Study material START

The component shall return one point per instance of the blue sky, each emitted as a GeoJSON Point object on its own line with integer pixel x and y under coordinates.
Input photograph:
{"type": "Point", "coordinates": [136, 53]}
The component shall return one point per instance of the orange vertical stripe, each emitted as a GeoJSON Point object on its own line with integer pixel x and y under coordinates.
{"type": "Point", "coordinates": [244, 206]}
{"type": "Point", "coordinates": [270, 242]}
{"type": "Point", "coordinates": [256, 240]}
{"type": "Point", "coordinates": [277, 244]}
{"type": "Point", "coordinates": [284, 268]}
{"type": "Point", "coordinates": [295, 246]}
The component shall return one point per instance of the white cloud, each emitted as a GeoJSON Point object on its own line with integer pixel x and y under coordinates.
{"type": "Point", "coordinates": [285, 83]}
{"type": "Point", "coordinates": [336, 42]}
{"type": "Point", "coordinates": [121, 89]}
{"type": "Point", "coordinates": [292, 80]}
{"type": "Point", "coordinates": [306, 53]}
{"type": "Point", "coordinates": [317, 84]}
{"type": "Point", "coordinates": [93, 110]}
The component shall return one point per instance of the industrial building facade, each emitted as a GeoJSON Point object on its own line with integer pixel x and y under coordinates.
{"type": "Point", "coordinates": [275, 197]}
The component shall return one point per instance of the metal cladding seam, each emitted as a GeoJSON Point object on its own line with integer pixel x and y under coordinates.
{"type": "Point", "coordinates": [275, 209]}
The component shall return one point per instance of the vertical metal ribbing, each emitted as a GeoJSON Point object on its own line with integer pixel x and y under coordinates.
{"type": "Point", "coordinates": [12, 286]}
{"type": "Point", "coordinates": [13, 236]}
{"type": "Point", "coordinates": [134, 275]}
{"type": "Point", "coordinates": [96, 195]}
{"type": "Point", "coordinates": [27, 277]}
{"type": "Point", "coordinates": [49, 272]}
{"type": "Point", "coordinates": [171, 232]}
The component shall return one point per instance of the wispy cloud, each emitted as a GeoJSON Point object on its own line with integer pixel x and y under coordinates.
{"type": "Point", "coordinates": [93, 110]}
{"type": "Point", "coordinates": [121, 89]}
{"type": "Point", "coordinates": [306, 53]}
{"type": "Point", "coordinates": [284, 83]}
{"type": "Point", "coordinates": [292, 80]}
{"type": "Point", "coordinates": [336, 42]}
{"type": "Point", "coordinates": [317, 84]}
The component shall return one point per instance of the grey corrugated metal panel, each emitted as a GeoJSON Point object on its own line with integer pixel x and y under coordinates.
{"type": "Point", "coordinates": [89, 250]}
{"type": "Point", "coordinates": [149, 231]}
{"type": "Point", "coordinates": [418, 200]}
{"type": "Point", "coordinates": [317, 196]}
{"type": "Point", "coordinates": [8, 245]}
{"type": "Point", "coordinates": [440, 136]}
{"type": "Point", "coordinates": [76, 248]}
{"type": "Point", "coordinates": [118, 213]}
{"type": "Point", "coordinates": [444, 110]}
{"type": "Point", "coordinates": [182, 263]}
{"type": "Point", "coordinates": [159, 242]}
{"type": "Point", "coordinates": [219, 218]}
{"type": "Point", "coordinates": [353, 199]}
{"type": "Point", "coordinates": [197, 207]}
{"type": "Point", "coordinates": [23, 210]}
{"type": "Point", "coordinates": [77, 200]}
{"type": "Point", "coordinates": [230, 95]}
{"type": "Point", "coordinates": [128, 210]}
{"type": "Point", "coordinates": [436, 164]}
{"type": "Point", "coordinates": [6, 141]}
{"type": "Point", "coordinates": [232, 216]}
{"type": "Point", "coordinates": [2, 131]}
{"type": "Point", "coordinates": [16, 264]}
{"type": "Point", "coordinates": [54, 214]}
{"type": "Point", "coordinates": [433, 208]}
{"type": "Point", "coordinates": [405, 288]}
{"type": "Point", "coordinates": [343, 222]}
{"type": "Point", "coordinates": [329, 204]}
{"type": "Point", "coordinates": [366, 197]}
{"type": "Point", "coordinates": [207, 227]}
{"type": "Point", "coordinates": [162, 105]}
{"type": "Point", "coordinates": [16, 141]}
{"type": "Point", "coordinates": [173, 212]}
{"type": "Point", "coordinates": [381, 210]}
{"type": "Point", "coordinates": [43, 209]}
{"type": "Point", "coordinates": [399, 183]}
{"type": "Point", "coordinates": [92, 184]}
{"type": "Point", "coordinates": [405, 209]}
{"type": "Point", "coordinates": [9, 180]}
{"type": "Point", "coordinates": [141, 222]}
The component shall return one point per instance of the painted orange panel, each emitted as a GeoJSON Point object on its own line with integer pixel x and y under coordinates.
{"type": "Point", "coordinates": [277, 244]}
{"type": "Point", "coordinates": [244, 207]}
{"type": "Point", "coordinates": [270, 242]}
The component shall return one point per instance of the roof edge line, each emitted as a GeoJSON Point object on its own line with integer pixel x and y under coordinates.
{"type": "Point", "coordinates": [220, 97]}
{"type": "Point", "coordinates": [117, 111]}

Study material END

- Goal of the exercise
Output all of the data above without any alteration.

- Answer for the task
The component shall return one point per instance of the blue sky, each emitted as a GeoJSON Point object on its own line with integer pixel x and y under coordinates.
Input photograph:
{"type": "Point", "coordinates": [136, 53]}
The component shall return one point per instance of the orange vertical stripe, each emitted as a GeoJSON Point object on its own line with integer pixel x and y under coordinates.
{"type": "Point", "coordinates": [244, 206]}
{"type": "Point", "coordinates": [270, 242]}
{"type": "Point", "coordinates": [256, 240]}
{"type": "Point", "coordinates": [277, 244]}
{"type": "Point", "coordinates": [284, 268]}
{"type": "Point", "coordinates": [295, 246]}
The component shall return one point per instance of the white cloud, each emitted as a GeoJSON Point object on its own line with integer pixel x and y under coordinates.
{"type": "Point", "coordinates": [285, 83]}
{"type": "Point", "coordinates": [336, 42]}
{"type": "Point", "coordinates": [121, 89]}
{"type": "Point", "coordinates": [292, 80]}
{"type": "Point", "coordinates": [306, 53]}
{"type": "Point", "coordinates": [317, 84]}
{"type": "Point", "coordinates": [93, 110]}
The component shall return one point per instance of the industrial building facade, each emitted as a GeoJSON Point object on its own line with integer pixel x and y under coordinates.
{"type": "Point", "coordinates": [275, 197]}
The component shall return one point per instance of the metal cladding seam, each emitted as a GeoJSON Point object on its own line with integer pixel x and y under coordinates.
{"type": "Point", "coordinates": [275, 209]}
The component shall return one point per instance of the vertical metal ribbing, each emitted as a GeoJSON Point object on its own line with integer pixel x and y under coordinates.
{"type": "Point", "coordinates": [12, 286]}
{"type": "Point", "coordinates": [13, 236]}
{"type": "Point", "coordinates": [134, 275]}
{"type": "Point", "coordinates": [96, 195]}
{"type": "Point", "coordinates": [27, 277]}
{"type": "Point", "coordinates": [49, 272]}
{"type": "Point", "coordinates": [171, 232]}
The component shall return one point per instance of the wispy cloud, each emitted as a GeoJSON Point object on its own line with integer pixel x and y under coordinates.
{"type": "Point", "coordinates": [93, 110]}
{"type": "Point", "coordinates": [121, 89]}
{"type": "Point", "coordinates": [306, 53]}
{"type": "Point", "coordinates": [284, 83]}
{"type": "Point", "coordinates": [292, 80]}
{"type": "Point", "coordinates": [336, 42]}
{"type": "Point", "coordinates": [317, 84]}
The component shall return one point per instance of the grey corrugated metal panel, each emitted as a GeoJSON Point object on its own line with integer pixel x and y under coordinates.
{"type": "Point", "coordinates": [89, 250]}
{"type": "Point", "coordinates": [149, 231]}
{"type": "Point", "coordinates": [418, 200]}
{"type": "Point", "coordinates": [317, 196]}
{"type": "Point", "coordinates": [8, 245]}
{"type": "Point", "coordinates": [440, 136]}
{"type": "Point", "coordinates": [76, 248]}
{"type": "Point", "coordinates": [118, 213]}
{"type": "Point", "coordinates": [444, 110]}
{"type": "Point", "coordinates": [182, 263]}
{"type": "Point", "coordinates": [159, 242]}
{"type": "Point", "coordinates": [219, 218]}
{"type": "Point", "coordinates": [353, 199]}
{"type": "Point", "coordinates": [197, 207]}
{"type": "Point", "coordinates": [23, 210]}
{"type": "Point", "coordinates": [77, 200]}
{"type": "Point", "coordinates": [230, 95]}
{"type": "Point", "coordinates": [128, 210]}
{"type": "Point", "coordinates": [436, 164]}
{"type": "Point", "coordinates": [6, 141]}
{"type": "Point", "coordinates": [232, 216]}
{"type": "Point", "coordinates": [2, 131]}
{"type": "Point", "coordinates": [16, 264]}
{"type": "Point", "coordinates": [54, 214]}
{"type": "Point", "coordinates": [433, 208]}
{"type": "Point", "coordinates": [405, 288]}
{"type": "Point", "coordinates": [343, 222]}
{"type": "Point", "coordinates": [329, 204]}
{"type": "Point", "coordinates": [366, 197]}
{"type": "Point", "coordinates": [207, 227]}
{"type": "Point", "coordinates": [162, 105]}
{"type": "Point", "coordinates": [16, 141]}
{"type": "Point", "coordinates": [173, 212]}
{"type": "Point", "coordinates": [381, 210]}
{"type": "Point", "coordinates": [43, 209]}
{"type": "Point", "coordinates": [399, 183]}
{"type": "Point", "coordinates": [92, 184]}
{"type": "Point", "coordinates": [405, 209]}
{"type": "Point", "coordinates": [9, 180]}
{"type": "Point", "coordinates": [141, 222]}
The component shall return one point per instance of the painted orange panel, each emitted as a GeoJSON Point object on its own line with integer pixel x and y under coordinates.
{"type": "Point", "coordinates": [277, 244]}
{"type": "Point", "coordinates": [244, 207]}
{"type": "Point", "coordinates": [270, 242]}
The component shall return one point per instance of the roof edge line, each emitted as a GeoJSON Point object on its own line with integer pixel x and y under coordinates.
{"type": "Point", "coordinates": [220, 97]}
{"type": "Point", "coordinates": [117, 111]}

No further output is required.